begin Provided data
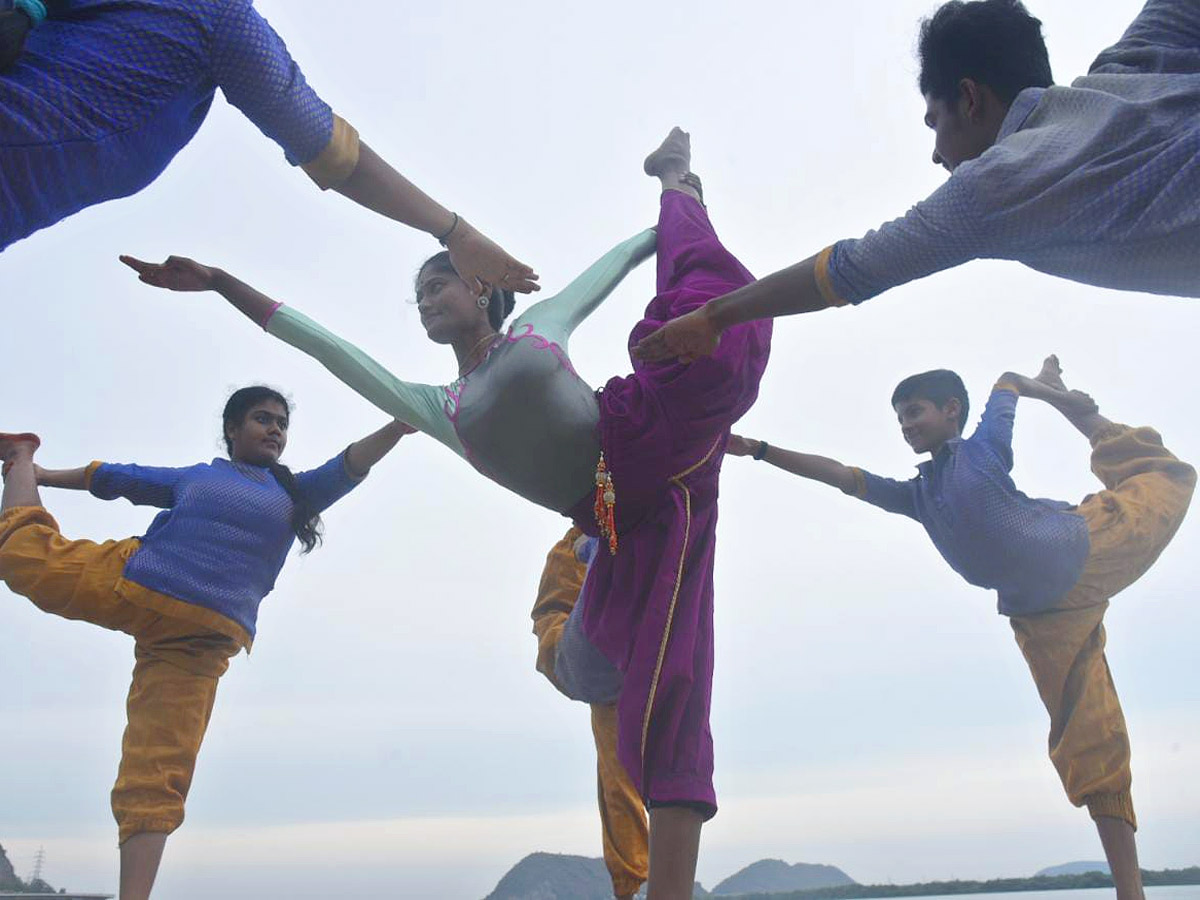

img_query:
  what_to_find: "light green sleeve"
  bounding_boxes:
[266,306,466,456]
[514,228,655,348]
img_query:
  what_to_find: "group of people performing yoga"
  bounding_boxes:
[0,0,1200,900]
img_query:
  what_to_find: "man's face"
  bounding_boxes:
[925,83,996,172]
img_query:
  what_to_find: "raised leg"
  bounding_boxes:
[1032,354,1112,440]
[642,126,704,202]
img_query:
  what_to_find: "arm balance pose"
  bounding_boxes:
[0,388,410,900]
[0,0,536,292]
[126,130,770,900]
[730,356,1196,900]
[637,0,1200,367]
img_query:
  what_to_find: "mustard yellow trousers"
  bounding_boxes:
[533,528,649,896]
[0,506,241,844]
[1012,425,1196,828]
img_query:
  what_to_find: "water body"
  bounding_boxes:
[859,884,1200,900]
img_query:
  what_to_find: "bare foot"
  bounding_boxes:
[1048,390,1100,419]
[642,126,691,178]
[1033,353,1067,391]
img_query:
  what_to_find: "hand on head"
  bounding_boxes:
[634,306,721,362]
[445,220,541,295]
[118,256,214,290]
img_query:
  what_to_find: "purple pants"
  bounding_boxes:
[572,191,772,815]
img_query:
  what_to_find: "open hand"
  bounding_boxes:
[725,434,758,456]
[634,306,721,362]
[118,256,214,290]
[446,220,541,294]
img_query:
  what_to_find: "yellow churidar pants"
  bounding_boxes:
[533,528,649,896]
[1012,425,1196,828]
[0,506,245,844]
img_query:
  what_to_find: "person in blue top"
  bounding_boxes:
[728,356,1196,900]
[0,386,412,900]
[0,0,538,293]
[636,0,1200,361]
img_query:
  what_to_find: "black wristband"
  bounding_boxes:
[434,212,458,247]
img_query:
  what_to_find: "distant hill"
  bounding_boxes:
[0,846,25,890]
[0,846,54,894]
[485,853,612,900]
[712,859,858,896]
[1034,862,1111,877]
[484,853,709,900]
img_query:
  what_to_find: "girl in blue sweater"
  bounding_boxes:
[0,386,410,900]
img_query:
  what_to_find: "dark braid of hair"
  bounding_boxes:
[221,385,323,553]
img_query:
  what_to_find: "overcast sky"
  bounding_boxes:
[0,0,1200,900]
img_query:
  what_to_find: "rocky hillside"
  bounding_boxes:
[485,853,708,900]
[485,853,858,900]
[713,859,858,896]
[0,846,25,890]
[0,846,54,894]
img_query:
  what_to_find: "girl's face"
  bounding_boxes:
[416,265,487,343]
[226,400,288,466]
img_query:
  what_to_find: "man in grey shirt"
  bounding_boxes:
[636,0,1200,360]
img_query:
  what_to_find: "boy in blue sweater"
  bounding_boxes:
[727,356,1196,900]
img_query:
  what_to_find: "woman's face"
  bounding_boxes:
[416,265,487,343]
[227,400,288,466]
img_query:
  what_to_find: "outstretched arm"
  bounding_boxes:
[209,0,538,293]
[634,173,988,362]
[725,434,917,518]
[34,463,90,491]
[346,419,416,479]
[334,144,541,294]
[121,256,463,456]
[516,228,655,346]
[725,434,857,493]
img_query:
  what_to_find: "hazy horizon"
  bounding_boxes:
[0,0,1200,900]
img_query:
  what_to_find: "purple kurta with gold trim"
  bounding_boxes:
[572,191,772,815]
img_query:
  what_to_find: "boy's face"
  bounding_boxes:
[895,397,962,454]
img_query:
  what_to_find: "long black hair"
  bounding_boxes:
[416,250,517,331]
[221,384,322,553]
[917,0,1054,103]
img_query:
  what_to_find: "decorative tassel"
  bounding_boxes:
[593,452,617,556]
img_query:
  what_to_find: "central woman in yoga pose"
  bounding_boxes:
[122,128,770,900]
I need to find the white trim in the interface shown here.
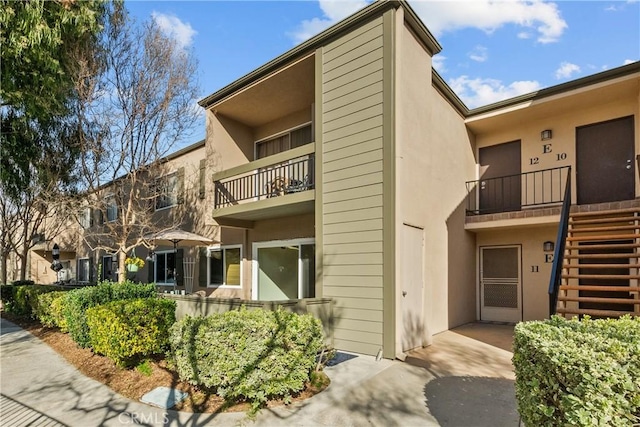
end Provided data
Switch "blue sweater" to "navy sweater" everywhere in the records above, and give all the lines again with nothing else changed. Leave the pictures out of your answer.

▶ **Completed exercise**
img_query:
  what_to_find: "light green sleeve"
  bounding_boxes:
[266,306,466,456]
[514,228,655,348]
img_query:
  what_to_find: "group of people performing yoga"
  bounding_boxes:
[0,0,1200,900]
img_query:
  what_to_find: "man's face"
  bounding_boxes:
[925,83,996,172]
img_query:
  what_to_find: "raised leg"
  bounding_boxes:
[1032,354,1112,440]
[642,126,704,202]
img_query:
  what_to_find: "arm balance pose"
  bounding_boxes:
[0,388,410,900]
[0,0,536,292]
[126,130,770,900]
[730,356,1196,900]
[637,0,1200,367]
img_query:
  what_to_find: "mustard yellow trousers"
  bounding_boxes:
[533,528,649,896]
[0,506,241,844]
[1012,425,1196,828]
img_query:
  what_to_find: "water body"
  bounding_boxes:
[859,884,1200,900]
img_query:
  what_to_find: "bare foot"
  bounding_boxes:
[1048,390,1100,419]
[642,126,691,178]
[1033,353,1067,391]
img_query:
  what_to_find: "hand on head"
  bounding_boxes:
[634,306,721,362]
[445,220,541,295]
[118,256,214,290]
img_query:
  what_to_find: "purple pants"
  bounding_boxes:
[572,191,772,815]
img_query:
  what_to_find: "open hand"
  bounding_boxes:
[725,434,758,456]
[634,306,721,362]
[118,256,214,290]
[446,220,541,294]
img_query:
  what_to_find: "yellow churidar pants"
  bounding_boxes:
[533,528,649,896]
[1012,425,1196,828]
[0,506,245,844]
img_query:
  what_to_find: "person in blue top"
  bounding_boxes:
[728,356,1196,900]
[0,386,412,900]
[0,0,538,293]
[636,0,1200,361]
img_query:
  what_to_find: "black wristband"
  bounding_boxes:
[434,212,458,247]
img_query:
  what_to_find: "distant hill"
  bounding_boxes:
[0,846,25,890]
[0,846,54,894]
[485,853,612,900]
[712,859,858,896]
[1034,862,1111,877]
[484,853,709,900]
img_query:
  what_to_find: "girl in navy sweater"
  bounding_boxes:
[0,386,410,900]
img_query:
  what_to_find: "dark braid of hair"
  bounding_boxes:
[221,385,323,553]
img_query:
  what_to_find: "overcast sky"
  bounding_boxes:
[0,0,1200,900]
img_query:
  what_to_find: "rocky hillside"
  bounding_boxes:
[485,853,708,900]
[485,853,858,900]
[713,859,858,896]
[0,846,25,890]
[0,846,54,894]
img_query:
  what_to_find: "girl's face"
  bounding_boxes:
[416,265,487,343]
[226,400,288,466]
img_query:
  what_to_find: "man in grey shirt"
  bounding_boxes:
[636,0,1200,360]
img_query:
  what_to_find: "boy in navy sweater"
  bounding_boxes:
[727,356,1196,900]
img_query:
  what_to_find: "woman's face"
  bounding_boxes:
[416,265,487,343]
[227,400,288,466]
img_query:
  what_to_find: "outstretched arm"
  bounding_boxes:
[209,0,538,293]
[634,173,988,362]
[725,434,917,518]
[34,463,90,491]
[346,419,416,479]
[334,144,541,294]
[121,256,463,456]
[516,228,655,346]
[725,434,857,493]
img_query:
  what_to_find: "hazy horizon"
  bounding_boxes:
[0,0,1200,900]
img_query:
  what_to_find: "purple kurta with gold trim"
  bounding_boxes:
[572,191,772,815]
img_query:
  what_to_find: "boy's face"
  bounding_boxes:
[895,397,962,454]
img_query:
  what_to_find: "long black hair"
  bounding_boxes:
[416,250,517,331]
[221,384,322,553]
[917,0,1054,103]
img_query:
  what_to_find: "decorative tassel"
  bounding_boxes:
[593,452,617,556]
img_query:
  what_to_find: "central woman in yoga pose"
  bounding_boxes:
[122,128,770,900]
I need to find the white trim in the interface shown here.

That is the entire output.